▶ _Task directions_: Gather every line below where "instance" appears.
--------------------------------------------------
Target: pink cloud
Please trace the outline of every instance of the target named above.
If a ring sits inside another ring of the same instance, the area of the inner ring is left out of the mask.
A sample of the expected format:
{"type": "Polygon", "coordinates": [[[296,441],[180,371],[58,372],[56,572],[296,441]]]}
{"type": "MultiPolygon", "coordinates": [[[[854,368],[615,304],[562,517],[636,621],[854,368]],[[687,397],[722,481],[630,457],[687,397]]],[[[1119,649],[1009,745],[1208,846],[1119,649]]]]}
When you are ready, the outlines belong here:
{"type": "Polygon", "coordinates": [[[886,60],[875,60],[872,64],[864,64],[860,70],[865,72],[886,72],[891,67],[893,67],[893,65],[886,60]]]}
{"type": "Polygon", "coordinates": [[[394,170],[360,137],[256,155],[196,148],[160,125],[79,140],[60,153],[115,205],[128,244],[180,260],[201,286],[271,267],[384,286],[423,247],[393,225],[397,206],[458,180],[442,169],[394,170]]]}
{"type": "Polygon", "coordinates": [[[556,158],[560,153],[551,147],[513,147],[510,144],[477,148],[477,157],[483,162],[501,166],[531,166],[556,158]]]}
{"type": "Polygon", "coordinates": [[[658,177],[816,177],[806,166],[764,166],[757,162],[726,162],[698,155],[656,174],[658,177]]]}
--------------------------------------------------
▶ _Exercise solution_:
Please trace the outline of every instance of the target named above.
If a ring sits inside another ring of the same instance, the area of the inner ring is left out of the mask.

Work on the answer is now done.